---------- Document extract

Postoperative management
Antibiotics were administered to all the patients to prevent infection. The drainage tubes were pulled out 24–48 h after the operation depending on the drainage flow, and the patients were encouraged to wear neck brackets and to get out of bed. With their necks protected and supported by a neck bracket, the patients resumed active neck flexion and extension 2 weeks after the operation, and they started exercising the posterior neck muscles.
Follow-up and evaluation index
All the patients were followed up for 24–72 months, and the mean follow-up period was 39.68 ± 14.78 months. All the patients were reexamined at 3 and 6 months after the operation and at the last follow-up appointment. Routine X-ray, CT, or MRI examination was performed. The Japanese Orthopaedic Association (JOA) score (17-point method) [13] was used to evaluate the neurological status of patients before the operation, at 3 months after the operation, and at the last follow-up assessment. The improvement rate of JOA score at the last follow-up was also calculated. The Hirabayashi method was used to calculate the improvement rate of JOA score. The formula is as follows:\(({\text{postoperative JOA score}} - {\text{preoperative JOA score}})/(17 - {\text{preoperative JOA score}}) \times 100\%\) . The percentage of spinal canal occupation by ossification block was determined by selecting the axial CT section of the highest point of ossification block, measuring the thickness of the ossification block and the anteroposterior diameter of the spinal canal, and calculating the percentage (Fig. 1). The C2–C7 Cobb angle was determined using the standard lateral X-ray film of the cervical spine. It is the angle between the extension line of the lower edge of the C2 vertebra and the extension line of the lower edge of the C7 vertebra. The front convex angle is expressed as a positive value and the back convex angle as a negative value (Fig. 1). Two independent clinical research assistants, who were not involved with the study and blinded to all clinical information, performed radiological measurements. Radiological parameters were measured twice at 1-week intervals, and the average values of both observers were used in this study. In the study, we investigated the reliability of the measurement techniques and found good to excellent intra- and inter-observer agreement for each parameter (Kappa > 0.75). The postoperative complications of the two groups were recorded.

--------------------
---------- Data under study

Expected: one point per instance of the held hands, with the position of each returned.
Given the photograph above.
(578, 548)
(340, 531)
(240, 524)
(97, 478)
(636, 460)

--------------------

*Questions*
1. In the methods excerpt, how long after the operation were the drainage tubes pulled out?
2. Condense the paragraph of the methods excerpt beginning "Antibiotics were administered" into a short bulleted list that keeps its main facts.
3. Write out the methods excerpt from "Postoperative management" to "posterior neck muscles.", word for word.

*Responses*
1. They were pulled out 24–48 h after the operation, depending on the drainage flow.

2.
- All patients received antibiotics to prevent infection.
- Drainage tubes were removed 24–48 h after surgery, depending on drainage flow.
- Patients were encouraged to wear neck brackets and get out of bed.
- Two weeks after surgery, with the neck supported by a bracket, patients resumed active neck flexion and extension and began exercising the posterior neck muscles.

3.
Postoperative management
Antibiotics were administered to all the patients to prevent infection. The drainage tubes were pulled out 24–48 h after the operation depending on the drainage flow, and the patients were encouraged to wear neck brackets and to get out of bed. With their necks protected and supported by a neck bracket, the patients resumed active neck flexion and extension 2 weeks after the operation, and they started exercising the posterior neck muscles.